WORK TASK A »
Answer these questions using the address to the National Innovation Policy Forum, one line each:
(i) Which organization does Jane O’Dwyer lead as CEO?
(ii) Which people does the minister name as the traditional custodians of the land where the forum gathers?
(iii) What did the government commit to as one of the priorities in the refresh of the National Science Priorities?

SELECTED EXTRACT »
[Start of section]

Address to the National Innovation Policy Forum
JANE O’DWYER [Cooperative Research Australia CEO]: … Minister Husic says we should have great faith in the power of Australian ideas and know-how to improve lives. He says, “We’ve got a lot of smart people in this country. We shouldn’t just celebrate their work; we should support their work.”
Minister Husic knows what it is be change as well as to drive change. As Australia’s first Muslim minister and as one of the first waves of graduates from the University of Western Sydney. Minister, we’re here today to figure out how we can help you realise your vision for an Australia that makes the most of its talent and capacity to be a sophisticated and clever country. It’s my great delight to invite Minister Husic to open the forum.
ED HUSIC, MINISTER FOR INDUSTRY AND SCIENCE: Good morning, everyone.
I want to begin by acknowledging the Ngunnawal people, the traditional custodians of the land on which we gather, pay respects to elders past and present. I also want to pay respects to any Aboriginal and Torres Strait Islander Peoples here in the audience today.
And I also want to let you know following on from Jane’s opening remarks of my deep commitment for us as a government to be recognising and advancing First Nations knowledge. And we have as part of the refresh of the National Science Priorities committed as one of those priorities our First Nations knowledge, and we look forward to developing on this through the course of this term and welcome your input on how we can best do this as well.

[End of section]

AVAILABLE DATA »

[Start of section]

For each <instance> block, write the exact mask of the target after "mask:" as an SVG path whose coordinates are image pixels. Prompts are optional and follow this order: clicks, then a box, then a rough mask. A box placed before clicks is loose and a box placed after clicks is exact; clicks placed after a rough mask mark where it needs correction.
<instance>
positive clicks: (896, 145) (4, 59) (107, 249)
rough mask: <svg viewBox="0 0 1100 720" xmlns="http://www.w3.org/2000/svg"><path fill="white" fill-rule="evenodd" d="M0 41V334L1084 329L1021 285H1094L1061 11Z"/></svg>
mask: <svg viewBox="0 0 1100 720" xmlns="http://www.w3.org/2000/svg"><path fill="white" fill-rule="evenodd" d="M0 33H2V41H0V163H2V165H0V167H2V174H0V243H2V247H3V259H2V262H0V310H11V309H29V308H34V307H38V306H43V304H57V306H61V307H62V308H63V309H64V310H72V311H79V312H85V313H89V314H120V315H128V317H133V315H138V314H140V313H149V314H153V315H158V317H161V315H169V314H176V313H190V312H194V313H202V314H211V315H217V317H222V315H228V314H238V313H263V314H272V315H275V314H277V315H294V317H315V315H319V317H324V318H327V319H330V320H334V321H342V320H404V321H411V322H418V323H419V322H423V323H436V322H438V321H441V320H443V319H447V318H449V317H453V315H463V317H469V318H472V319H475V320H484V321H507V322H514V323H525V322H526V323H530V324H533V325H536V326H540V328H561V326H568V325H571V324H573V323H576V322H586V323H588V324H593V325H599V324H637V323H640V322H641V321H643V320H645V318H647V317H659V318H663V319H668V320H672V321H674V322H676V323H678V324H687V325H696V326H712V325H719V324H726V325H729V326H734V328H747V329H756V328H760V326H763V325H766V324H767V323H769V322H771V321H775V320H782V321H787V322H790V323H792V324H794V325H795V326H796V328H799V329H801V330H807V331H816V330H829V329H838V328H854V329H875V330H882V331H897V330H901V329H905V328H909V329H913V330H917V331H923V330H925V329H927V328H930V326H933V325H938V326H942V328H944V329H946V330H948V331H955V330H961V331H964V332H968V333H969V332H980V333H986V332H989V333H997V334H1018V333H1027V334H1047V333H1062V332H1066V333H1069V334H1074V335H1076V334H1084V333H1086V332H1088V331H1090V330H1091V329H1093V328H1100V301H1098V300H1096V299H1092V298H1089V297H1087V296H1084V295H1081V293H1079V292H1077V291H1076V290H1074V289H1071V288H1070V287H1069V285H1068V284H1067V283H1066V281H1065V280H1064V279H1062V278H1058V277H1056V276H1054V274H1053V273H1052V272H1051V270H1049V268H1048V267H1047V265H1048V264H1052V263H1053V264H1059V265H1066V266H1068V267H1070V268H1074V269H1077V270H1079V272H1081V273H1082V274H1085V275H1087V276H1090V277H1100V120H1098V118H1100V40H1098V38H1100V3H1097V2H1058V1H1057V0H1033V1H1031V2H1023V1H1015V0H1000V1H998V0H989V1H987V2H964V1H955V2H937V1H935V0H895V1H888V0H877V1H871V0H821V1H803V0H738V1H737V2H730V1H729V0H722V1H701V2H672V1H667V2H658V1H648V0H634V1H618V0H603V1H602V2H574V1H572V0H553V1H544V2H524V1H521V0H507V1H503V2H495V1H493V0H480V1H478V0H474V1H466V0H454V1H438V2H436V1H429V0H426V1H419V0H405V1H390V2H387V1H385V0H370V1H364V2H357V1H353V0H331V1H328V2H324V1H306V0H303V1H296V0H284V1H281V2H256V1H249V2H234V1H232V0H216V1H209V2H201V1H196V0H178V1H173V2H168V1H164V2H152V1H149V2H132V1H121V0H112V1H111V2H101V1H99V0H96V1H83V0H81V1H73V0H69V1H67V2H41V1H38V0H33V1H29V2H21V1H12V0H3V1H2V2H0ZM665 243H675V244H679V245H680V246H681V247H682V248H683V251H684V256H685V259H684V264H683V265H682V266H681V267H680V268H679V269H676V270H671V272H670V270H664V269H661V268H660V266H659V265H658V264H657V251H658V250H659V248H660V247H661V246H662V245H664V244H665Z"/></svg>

[End of section]

WORK TASK B »
In the listing, take the lines from the first one up to and including the line with "positive clicks: (896, 145)". Write them out again, substituting "coarse mask" for "rough mask" and leaving everything else unchanged.

WRITTEN RESPONSE A »
(i) Cooperative Research Australia
(ii) The Ngunnawal people
(iii) First Nations knowledge

WRITTEN RESPONSE B »
For each <instance> block, write the exact mask of the target after "mask:" as an SVG path whose coordinates are image pixels. Prompts are optional and follow this order: clicks, then a box, then a coarse mask. A box placed before clicks is loose and a box placed after clicks is exact; clicks placed after a coarse mask mark where it needs correction.
<instance>
positive clicks: (896, 145) (4, 59) (107, 249)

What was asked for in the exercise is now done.